Exercise requirements:
Answer these questions from the Modbus Poll guide below:
(a) Which company makes Modbus Poll?
(b) What yearly price does the guide give for Parallels Desktop?
(c) What range of poll intervals does the guide call typical?

Text segment:
**********

If you searched for "Modbus Poll macOS" you already know the problem. Modbus Poll by ModbusTools is Windows-only. There is no Mac version. No Mac App Store listing. No cross-platform build. The only way to run it on macOS is through Parallels Desktop ($99/year) or another Windows virtual machine, and even then USB-to-RS485 adapter passthrough on Apple Silicon is unreliable.

This guide covers what Modbus Poll does, why it does not work on macOS, and how MacTools Modbus Poll provides the same Modbus polling functionality as a native macOS app without requiring Windows or virtualization.

What Modbus Poll Does

Modbus Poll is a Modbus master simulator. It sends read and write requests to Modbus slave devices and displays the register values in a spreadsheet-style table. If you are new to the protocol, start with What Is Modbus? for the fundamentals. Engineers use Modbus Poll for:

  • Polling registers from PLCs, power meters, inverters, and other Modbus devices over TCP or RTU
  • Writing setpoints to holding registers and coils during commissioning
  • Monitoring live values with configurable poll intervals (typically 100ms to 60 seconds)

**********

Raw records:
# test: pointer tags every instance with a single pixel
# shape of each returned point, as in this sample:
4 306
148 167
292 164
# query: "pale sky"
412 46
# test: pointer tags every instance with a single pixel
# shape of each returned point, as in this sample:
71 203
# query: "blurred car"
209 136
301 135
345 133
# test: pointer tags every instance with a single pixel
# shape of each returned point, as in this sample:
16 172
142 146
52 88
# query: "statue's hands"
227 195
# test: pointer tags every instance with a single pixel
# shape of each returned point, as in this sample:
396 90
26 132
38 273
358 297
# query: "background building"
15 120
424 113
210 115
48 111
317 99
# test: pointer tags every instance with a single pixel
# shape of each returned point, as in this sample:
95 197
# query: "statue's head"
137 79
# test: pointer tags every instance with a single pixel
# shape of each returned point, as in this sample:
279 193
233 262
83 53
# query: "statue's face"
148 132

**********

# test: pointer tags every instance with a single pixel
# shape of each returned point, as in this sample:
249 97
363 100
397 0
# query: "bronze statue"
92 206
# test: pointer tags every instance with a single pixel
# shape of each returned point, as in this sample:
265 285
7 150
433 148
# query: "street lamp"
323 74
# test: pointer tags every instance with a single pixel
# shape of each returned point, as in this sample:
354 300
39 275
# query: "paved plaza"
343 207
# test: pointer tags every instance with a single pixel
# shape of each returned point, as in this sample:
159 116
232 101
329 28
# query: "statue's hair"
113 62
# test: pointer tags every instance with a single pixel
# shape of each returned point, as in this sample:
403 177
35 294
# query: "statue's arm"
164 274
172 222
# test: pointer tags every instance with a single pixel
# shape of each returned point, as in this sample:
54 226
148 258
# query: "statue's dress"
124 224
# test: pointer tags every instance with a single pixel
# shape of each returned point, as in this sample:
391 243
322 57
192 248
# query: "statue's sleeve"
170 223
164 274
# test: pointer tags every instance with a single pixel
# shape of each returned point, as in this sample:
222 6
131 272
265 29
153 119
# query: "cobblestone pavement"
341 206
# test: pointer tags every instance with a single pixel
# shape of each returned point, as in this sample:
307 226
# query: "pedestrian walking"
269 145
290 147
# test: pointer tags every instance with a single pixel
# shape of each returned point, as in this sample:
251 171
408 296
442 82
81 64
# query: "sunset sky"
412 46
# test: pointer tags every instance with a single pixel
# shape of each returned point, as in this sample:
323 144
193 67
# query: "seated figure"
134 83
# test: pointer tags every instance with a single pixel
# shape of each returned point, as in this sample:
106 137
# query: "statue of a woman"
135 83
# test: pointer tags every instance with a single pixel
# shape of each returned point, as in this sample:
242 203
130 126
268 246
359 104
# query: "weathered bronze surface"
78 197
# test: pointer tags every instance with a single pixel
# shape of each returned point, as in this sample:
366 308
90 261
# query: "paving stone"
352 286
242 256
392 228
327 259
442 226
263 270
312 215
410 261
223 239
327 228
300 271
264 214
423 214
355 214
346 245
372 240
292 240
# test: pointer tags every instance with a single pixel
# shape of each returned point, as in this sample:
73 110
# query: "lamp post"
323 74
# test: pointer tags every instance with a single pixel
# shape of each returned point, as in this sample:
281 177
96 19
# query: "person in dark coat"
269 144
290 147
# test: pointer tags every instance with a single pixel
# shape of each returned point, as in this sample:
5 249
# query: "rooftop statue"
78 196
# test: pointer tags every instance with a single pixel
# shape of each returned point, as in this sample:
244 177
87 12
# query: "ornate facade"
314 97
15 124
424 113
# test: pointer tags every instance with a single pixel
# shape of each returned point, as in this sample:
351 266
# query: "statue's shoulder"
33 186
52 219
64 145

**********

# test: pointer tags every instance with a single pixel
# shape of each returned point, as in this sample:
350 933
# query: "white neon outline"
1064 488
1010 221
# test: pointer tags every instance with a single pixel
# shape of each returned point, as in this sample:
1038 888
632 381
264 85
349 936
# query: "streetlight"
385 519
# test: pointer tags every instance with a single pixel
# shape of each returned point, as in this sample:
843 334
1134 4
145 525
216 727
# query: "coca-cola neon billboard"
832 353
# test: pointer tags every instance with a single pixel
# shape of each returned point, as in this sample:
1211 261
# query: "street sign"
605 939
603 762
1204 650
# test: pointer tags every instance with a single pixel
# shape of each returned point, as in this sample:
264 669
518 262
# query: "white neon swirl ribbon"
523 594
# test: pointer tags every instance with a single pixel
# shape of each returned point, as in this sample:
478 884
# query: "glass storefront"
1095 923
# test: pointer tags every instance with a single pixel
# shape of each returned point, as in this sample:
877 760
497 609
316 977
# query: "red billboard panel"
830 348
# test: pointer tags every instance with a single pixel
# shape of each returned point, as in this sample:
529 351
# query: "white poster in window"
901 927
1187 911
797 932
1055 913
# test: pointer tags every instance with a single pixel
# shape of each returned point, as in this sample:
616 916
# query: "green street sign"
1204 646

**********

Worked answer:
(a) ModbusTools
(b) $99 per year
(c) 100ms to 60 seconds